To do - Please rewrite every line below in full, raising each x and y coordinate in the polygon answers by 105 and leaving the pictures out.

** Start Extracted material **

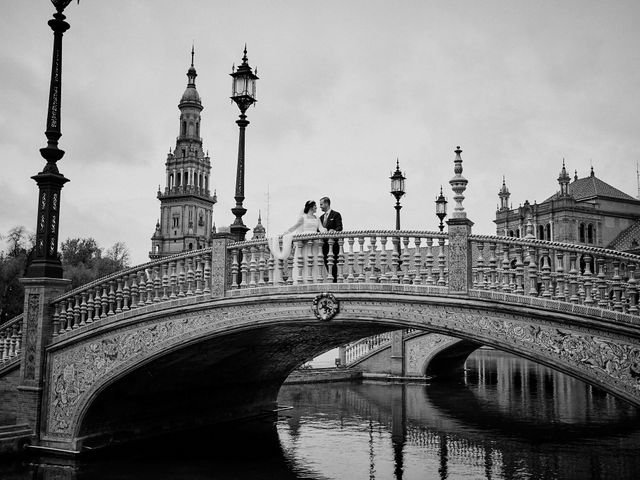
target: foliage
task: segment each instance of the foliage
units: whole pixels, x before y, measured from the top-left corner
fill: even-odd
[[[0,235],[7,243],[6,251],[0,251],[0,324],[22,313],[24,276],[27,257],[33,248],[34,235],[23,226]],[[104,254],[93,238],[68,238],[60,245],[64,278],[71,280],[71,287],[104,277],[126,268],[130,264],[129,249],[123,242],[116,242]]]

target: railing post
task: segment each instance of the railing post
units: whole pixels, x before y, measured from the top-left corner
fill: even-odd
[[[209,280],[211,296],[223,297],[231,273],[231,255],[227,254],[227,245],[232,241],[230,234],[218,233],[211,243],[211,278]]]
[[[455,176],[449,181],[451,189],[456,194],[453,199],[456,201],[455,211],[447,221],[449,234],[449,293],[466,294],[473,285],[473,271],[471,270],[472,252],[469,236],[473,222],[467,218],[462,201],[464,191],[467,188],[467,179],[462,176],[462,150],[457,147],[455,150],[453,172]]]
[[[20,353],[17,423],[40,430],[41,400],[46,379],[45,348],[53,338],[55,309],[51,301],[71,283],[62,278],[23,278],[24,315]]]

** End Extracted material **

Solved exercise -
target: foliage
task: segment each instance of the foliage
units: whole pixels, x before y, measured from the top-left corner
fill: even-odd
[[[105,340],[112,348],[111,356],[105,356],[105,429],[127,418],[129,381],[132,362],[138,353],[139,340],[128,331]],[[209,359],[198,343],[173,343],[165,350],[169,383],[176,385],[176,392],[209,382],[231,373],[235,369],[234,354],[228,347],[221,347]]]

target: railing post
task: segment each instance of the railing post
units: whole pixels, x before y, measured from the top-left corner
fill: even-odd
[[[314,385],[316,401],[328,402],[336,378],[336,360],[332,359],[332,350],[337,346],[335,339],[323,338],[316,348],[316,383]]]
[[[560,281],[554,286],[556,294],[561,299],[558,304],[561,306],[560,316],[552,326],[554,339],[554,398],[571,399],[578,390],[578,376],[576,375],[577,357],[574,341],[578,327],[572,323],[567,306],[569,296],[572,293],[572,284],[567,281],[567,255],[562,252],[560,255],[558,277]]]
[[[125,458],[122,528],[145,535],[146,505],[151,484],[150,453],[158,443],[160,414],[156,406],[176,388],[167,383],[128,383],[129,420]]]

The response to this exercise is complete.